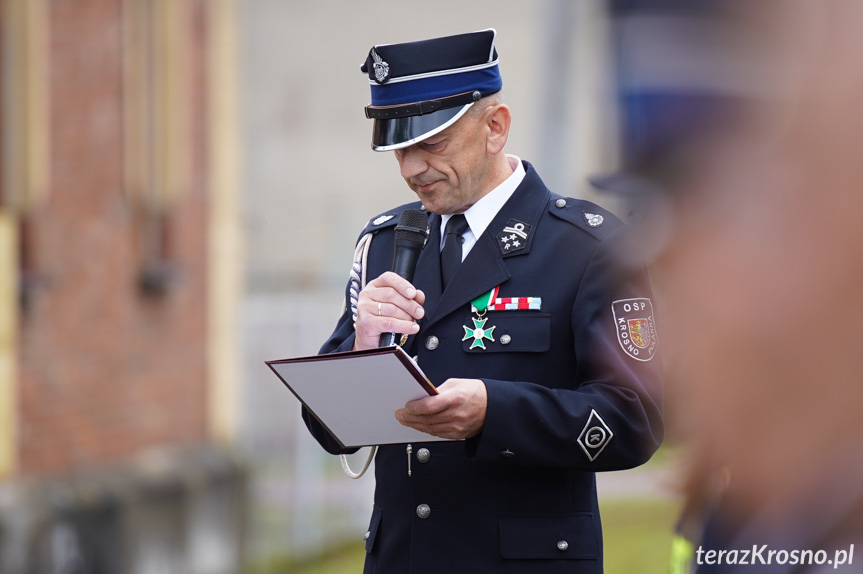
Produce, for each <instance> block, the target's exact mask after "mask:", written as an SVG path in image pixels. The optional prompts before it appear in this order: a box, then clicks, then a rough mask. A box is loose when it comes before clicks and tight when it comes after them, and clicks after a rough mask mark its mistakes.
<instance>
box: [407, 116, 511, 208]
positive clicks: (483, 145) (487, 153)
mask: <svg viewBox="0 0 863 574" xmlns="http://www.w3.org/2000/svg"><path fill="white" fill-rule="evenodd" d="M485 117H486V114H485V113H483V114H482V115H481V116H480V117H479V118H476V117H474V116H473V114H471V113H470V112H468V113H466V114H465V115H464V116H462V117H461V118H460V119H459V120H458V121H456V123H454V124H453V125H451V126H450V127H448V128H447V129H445V130H444V131H442V132H440V133H439V134H437V135H434V136H432V137H430V138H428V139H427V140H424V141H422V142H419V143H417V144H414V145H412V146H409V147H406V148H402V149H398V150H395V156H396V160H397V161H398V162H399V168H400V169H401V174H402V177H403V178H404V179H405V182H407V184H408V186H409V187H410V188H411V189H412V190H414V192H415V193H416V194H417V196H418V197H419V198H420V200H421V201H422V202H423V205H424V206H425V208H426V209H428V210H429V211H431V212H432V213H437V214H439V215H443V214H447V213H461V212H463V211H465V210H466V209H467V208H469V207H470V206H471V205H473V204H474V203H476V202H477V201H478V200H479V199H480V198H481V197H482V196H483V195H485V194H486V193H488V192H489V191H491V189H493V188H494V182H491V181H490V166H491V161H490V159H489V154H488V152H487V146H486V144H487V140H488V128H487V124H486V122H485Z"/></svg>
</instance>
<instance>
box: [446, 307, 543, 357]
mask: <svg viewBox="0 0 863 574" xmlns="http://www.w3.org/2000/svg"><path fill="white" fill-rule="evenodd" d="M550 345H551V315H549V314H548V313H540V312H539V311H489V312H488V313H486V314H485V316H483V317H481V318H479V319H477V316H476V314H475V313H471V314H469V315H467V316H465V319H464V336H463V340H462V348H463V349H464V350H465V351H466V352H468V353H543V352H545V351H548V349H549V346H550Z"/></svg>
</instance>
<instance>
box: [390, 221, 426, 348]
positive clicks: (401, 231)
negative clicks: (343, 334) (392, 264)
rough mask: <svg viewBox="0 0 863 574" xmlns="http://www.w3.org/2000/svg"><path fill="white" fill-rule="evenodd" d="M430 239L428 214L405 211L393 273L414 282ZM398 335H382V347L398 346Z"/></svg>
---------------
▶ [Task brief]
Count the lines in the listing above that contain the string "positive", and state only that number.

▶ [Answer section]
2